[CHALLENGE]
Number the lines below as a list, leaving out the blank ones.

[DATA ROWS]
>>>

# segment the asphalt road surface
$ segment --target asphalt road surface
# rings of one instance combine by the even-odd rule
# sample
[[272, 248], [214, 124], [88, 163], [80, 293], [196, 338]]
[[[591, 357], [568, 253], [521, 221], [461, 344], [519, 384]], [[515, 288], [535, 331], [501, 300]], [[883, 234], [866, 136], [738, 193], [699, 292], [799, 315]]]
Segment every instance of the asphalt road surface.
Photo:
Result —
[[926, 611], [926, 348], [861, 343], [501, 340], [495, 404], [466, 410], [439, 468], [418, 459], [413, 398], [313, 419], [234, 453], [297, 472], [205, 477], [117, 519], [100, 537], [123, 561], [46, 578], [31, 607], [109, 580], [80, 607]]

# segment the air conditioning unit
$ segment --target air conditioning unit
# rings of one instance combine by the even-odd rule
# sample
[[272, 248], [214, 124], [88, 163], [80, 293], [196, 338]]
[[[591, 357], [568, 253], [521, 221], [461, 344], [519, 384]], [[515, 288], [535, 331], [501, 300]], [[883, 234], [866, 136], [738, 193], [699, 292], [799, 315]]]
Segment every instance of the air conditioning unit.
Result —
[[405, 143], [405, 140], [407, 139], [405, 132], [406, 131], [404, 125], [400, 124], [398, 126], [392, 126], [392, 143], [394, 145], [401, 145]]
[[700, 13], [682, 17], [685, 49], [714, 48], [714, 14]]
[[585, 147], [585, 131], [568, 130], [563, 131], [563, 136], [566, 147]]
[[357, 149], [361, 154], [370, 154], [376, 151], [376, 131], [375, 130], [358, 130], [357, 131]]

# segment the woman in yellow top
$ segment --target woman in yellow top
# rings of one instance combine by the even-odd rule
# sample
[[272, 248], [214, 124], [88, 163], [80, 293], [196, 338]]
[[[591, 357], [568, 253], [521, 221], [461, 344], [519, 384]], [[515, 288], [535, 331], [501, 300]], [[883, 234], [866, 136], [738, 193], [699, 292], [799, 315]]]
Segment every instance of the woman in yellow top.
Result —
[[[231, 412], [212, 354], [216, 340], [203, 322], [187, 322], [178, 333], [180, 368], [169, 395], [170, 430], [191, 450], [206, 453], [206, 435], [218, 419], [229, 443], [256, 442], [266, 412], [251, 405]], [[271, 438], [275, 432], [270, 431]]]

<<<

[SOLUTION TO THIS PROBLEM]
1. # segment the asphalt road surface
2. $ segment --target asphalt road surface
3. # rings of one instance combine by the even-odd rule
4. # sample
5. [[272, 248], [214, 124], [88, 163], [80, 293], [196, 338]]
6. [[[591, 357], [568, 253], [521, 221], [461, 344], [519, 384]], [[515, 288], [535, 331], [501, 300]], [[883, 234], [866, 136], [738, 193], [699, 292], [799, 315]]]
7. Segment every instance of the asphalt road surface.
8. Photo:
9. Result —
10. [[926, 611], [926, 348], [861, 343], [501, 340], [495, 404], [466, 410], [439, 468], [418, 459], [413, 398], [313, 419], [234, 453], [297, 472], [205, 477], [117, 519], [100, 537], [123, 561], [46, 578], [31, 607], [109, 580], [80, 607]]
11. # segment the air conditioning unit
12. $ segment --target air conditioning unit
13. # rings of one instance combine by the even-odd rule
14. # sample
15. [[272, 248], [214, 124], [88, 163], [80, 293], [196, 338]]
16. [[[591, 357], [568, 253], [521, 221], [461, 344], [519, 384]], [[515, 288], [535, 331], [501, 300]], [[883, 234], [866, 136], [738, 193], [699, 292], [799, 315]]]
17. Segment every instance of the air conditioning unit.
18. Result —
19. [[405, 143], [405, 140], [407, 139], [405, 132], [406, 131], [404, 125], [400, 124], [398, 126], [392, 126], [392, 143], [394, 145], [401, 145]]
20. [[700, 13], [682, 17], [685, 49], [714, 48], [714, 14]]
21. [[585, 147], [585, 131], [568, 130], [563, 131], [563, 136], [566, 147]]
22. [[357, 149], [361, 154], [370, 154], [376, 151], [376, 131], [375, 130], [358, 130], [357, 131]]
23. # segment the woman in yellow top
24. $ segment --target woman in yellow top
25. # rings of one instance combine by the even-odd rule
26. # sample
27. [[272, 248], [214, 124], [88, 163], [80, 293], [196, 338]]
28. [[[591, 357], [568, 253], [521, 221], [461, 344], [519, 384]], [[515, 288], [535, 331], [501, 300]], [[883, 234], [866, 136], [738, 193], [699, 292], [799, 315]]]
29. Segment every instance of the woman in yellow top.
30. Result —
31. [[[231, 412], [212, 354], [216, 340], [203, 322], [187, 322], [178, 333], [180, 368], [169, 395], [170, 430], [191, 450], [206, 453], [206, 435], [218, 419], [229, 443], [256, 442], [266, 412], [251, 405]], [[271, 438], [275, 432], [270, 431]]]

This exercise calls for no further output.